As providers rushed to implement telehealth when the pandemic hit this spring, even hospitals with operations well underway were forced to massively accelerate their plans. The results — patients preferred virtual care in many cases and technical barriers were overcome relatively quickly — mean many systems are pursuing a future of hybrid care that incorporates telehealth as a core piece.
Cohen Veteran Network, a nonprofit network of clinics offering mental health services to veteran and military families, is planning drastic changes to its physical spaces in the future, its chief external affairs officer, Paul Woods, said Tuesday during the American Hospital Association's virtual conference.
That includes reducing the physical footprint of future clinics by about 50%, he said.
"The other thing that's been really interesting is it's opening up potentially entirely new markets to us where we won't necessarily have a physical presence," he said.
Comments throughout the AHA conference reflected a clear agreement that not only is telehealth here to stay, but it's also going to be at the heart of care delivery going forward. And the indications are that patients want more virtual options and actually prefer them in many cases. Once-reticent physicians have little choice but to adapt.
Deborah Hollenstein, vice president of strategic marketing at Vanderbilt University Medical Center, said her hospital is also rethinking the idea of patient care being built on face-to-face interactions, while being mindful that important screenings and other preventive services must be done in-person.
Going forward, all patients will have access to physical and virtual care simultaneously. "We're really trying to thread that needle," she said.
At the end of last year, about 18% of Cohen Veteran Network patients had participated in at least one telehealth session throughout their episode of care. The system's goal for 2020 was about 30%, but after COVID-19 outbreaks hit, it reached 98%.
Woods predicts that after a vaccine is widely available, CVN will settle in at about 40% of patients using virtual services as part of their care.
While telehealth access is still a concern, and some patients will always prefer in-person care, most providers have reported that patients rate their telehealth experiences highly.
Nikki Moll, senior vice president of marketing and communications at Baylor Scott & White Health, said patient satisfaction has risen along with telehealth uptake.
"People are not going to go back," she said. "I have used our virtual experience and I know I'm not going back as a patient."
The health system also found a swell of new patients that surprised them, indicating an opportunity for increasing visit volumes and outreach. It sent a single email to all clinic patients and hospital patients going back three years, informing them of an online screening tool that could direct people to virtual visits if needed. It went out to more than 3 million people, some of whom forwarded it.
Of the people who tried the COVID-19 virtual care service, 400,000 were entirely new to Baylor Scott & White.
Future marketing will emphasize those care options, including through more traditional methods like mass media advertising and billboards, Moll said.
"People are not going to go back. I have used our virtual experience and I know I'm not going back as a patient."

Nikki Moll
Senior vice president of marketing and communications, Baylor Scott & White
Another surprise was the number of city-dwellers eager to use telehealth, the panelists said. Systems that have previously focused on virtual care as a way to reach rural patients may find casting a wider net to be a successful strategy.

Stored data entries
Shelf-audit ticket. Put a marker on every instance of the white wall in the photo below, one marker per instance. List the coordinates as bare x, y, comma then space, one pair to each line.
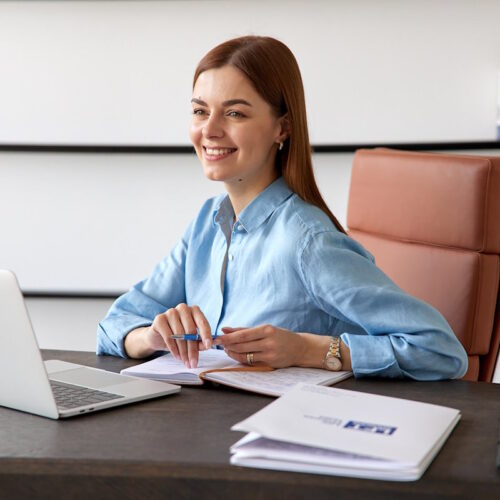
120, 71
99, 223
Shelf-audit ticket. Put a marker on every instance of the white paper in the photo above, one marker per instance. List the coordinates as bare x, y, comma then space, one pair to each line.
278, 381
348, 433
166, 367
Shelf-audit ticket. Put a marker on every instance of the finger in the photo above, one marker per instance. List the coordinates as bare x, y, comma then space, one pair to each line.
182, 346
246, 335
192, 352
161, 327
186, 318
177, 328
243, 359
259, 345
203, 326
230, 329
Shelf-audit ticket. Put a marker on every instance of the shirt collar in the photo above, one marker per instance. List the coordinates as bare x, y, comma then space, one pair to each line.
259, 209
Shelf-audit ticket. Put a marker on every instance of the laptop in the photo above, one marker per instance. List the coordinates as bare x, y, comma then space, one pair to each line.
56, 389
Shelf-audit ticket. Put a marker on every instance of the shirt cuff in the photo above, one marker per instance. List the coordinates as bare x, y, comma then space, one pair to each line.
110, 336
372, 355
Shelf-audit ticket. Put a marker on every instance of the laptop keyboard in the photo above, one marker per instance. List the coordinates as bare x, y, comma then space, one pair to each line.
71, 396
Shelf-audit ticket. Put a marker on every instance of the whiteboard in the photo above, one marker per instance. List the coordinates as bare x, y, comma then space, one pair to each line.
113, 72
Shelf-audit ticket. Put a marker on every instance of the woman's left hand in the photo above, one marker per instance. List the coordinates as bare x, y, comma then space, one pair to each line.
266, 344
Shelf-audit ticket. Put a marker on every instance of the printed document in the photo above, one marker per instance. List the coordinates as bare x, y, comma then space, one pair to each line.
215, 365
333, 431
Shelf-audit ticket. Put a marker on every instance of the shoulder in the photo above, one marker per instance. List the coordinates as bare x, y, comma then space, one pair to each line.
315, 232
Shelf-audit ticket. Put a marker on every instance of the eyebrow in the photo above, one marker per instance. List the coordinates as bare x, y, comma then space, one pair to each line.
231, 102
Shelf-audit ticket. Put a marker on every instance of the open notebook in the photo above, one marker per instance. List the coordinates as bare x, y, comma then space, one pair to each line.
216, 366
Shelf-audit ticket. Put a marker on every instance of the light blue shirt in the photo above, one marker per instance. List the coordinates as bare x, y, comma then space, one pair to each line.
284, 263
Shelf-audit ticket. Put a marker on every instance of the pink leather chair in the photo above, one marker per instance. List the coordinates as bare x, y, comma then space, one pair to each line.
432, 222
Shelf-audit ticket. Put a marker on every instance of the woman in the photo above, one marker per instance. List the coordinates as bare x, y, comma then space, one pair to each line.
267, 267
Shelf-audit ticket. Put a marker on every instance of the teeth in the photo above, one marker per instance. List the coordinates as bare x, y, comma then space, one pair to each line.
218, 152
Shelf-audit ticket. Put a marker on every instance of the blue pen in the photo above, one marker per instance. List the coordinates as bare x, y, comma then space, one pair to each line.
190, 336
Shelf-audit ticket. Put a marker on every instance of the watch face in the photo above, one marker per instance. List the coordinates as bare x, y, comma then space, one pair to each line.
333, 363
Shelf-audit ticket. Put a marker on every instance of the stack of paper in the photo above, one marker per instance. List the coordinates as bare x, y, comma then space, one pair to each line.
338, 432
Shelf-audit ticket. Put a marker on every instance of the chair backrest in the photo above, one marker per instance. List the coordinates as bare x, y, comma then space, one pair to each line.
432, 222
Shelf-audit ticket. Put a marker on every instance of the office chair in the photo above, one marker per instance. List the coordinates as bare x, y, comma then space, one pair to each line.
432, 222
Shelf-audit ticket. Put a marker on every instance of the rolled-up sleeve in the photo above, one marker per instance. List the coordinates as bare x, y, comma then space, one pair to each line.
393, 333
138, 307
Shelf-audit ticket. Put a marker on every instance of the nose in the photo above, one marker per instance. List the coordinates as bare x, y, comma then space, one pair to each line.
213, 127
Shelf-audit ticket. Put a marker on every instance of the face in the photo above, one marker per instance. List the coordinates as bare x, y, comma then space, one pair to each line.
233, 129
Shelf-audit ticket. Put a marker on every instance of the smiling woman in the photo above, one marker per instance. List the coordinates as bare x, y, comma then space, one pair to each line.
267, 268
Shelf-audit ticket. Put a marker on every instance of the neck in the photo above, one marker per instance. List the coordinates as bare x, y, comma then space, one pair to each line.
241, 193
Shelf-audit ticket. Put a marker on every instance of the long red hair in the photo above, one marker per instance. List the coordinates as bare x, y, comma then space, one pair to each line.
273, 70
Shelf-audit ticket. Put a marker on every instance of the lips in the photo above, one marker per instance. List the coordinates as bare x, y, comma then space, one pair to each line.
217, 153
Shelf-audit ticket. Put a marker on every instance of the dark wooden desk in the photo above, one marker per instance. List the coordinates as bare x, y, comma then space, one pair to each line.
178, 447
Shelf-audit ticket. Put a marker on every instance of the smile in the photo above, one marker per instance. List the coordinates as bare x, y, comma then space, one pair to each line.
217, 153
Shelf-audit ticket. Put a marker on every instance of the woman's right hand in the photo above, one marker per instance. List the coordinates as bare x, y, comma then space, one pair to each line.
178, 320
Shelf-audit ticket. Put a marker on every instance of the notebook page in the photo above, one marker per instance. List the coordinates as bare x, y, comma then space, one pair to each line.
168, 368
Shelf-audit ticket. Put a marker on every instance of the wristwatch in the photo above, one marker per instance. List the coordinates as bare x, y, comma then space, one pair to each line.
332, 359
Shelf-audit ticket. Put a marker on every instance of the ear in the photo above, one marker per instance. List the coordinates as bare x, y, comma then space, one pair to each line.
285, 128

Activity 1:
Answer these questions from the telehealth article:
(a) By about how much does Cohen Veteran Network plan to reduce the physical footprint of its future clinics?
(b) At the end of last year, about what share of Cohen Veteran Network patients had taken part in at least one telehealth session?
(c) How many of the people who tried Baylor Scott & White's COVID-19 virtual care service were entirely new to the system?
Activity 2: Transcribe the section of the telehealth article that begins at the words "Future marketing will" and ends after "a successful strategy.".
The listing isn't needed for any of this work.

Response box 1:
(a) About 50%.
(b) About 18%.
(c) 400,000.

Response box 2:
Future marketing will emphasize those care options, including through more traditional methods like mass media advertising and billboards, Moll said.
"People are not going to go back. I have used our virtual experience and I know I'm not going back as a patient."

Nikki Moll
Senior vice president of marketing and communications, Baylor Scott & White
Another surprise was the number of city-dwellers eager to use telehealth, the panelists said. Systems that have previously focused on virtual care as a way to reach rural patients may find casting a wider net to be a successful strategy.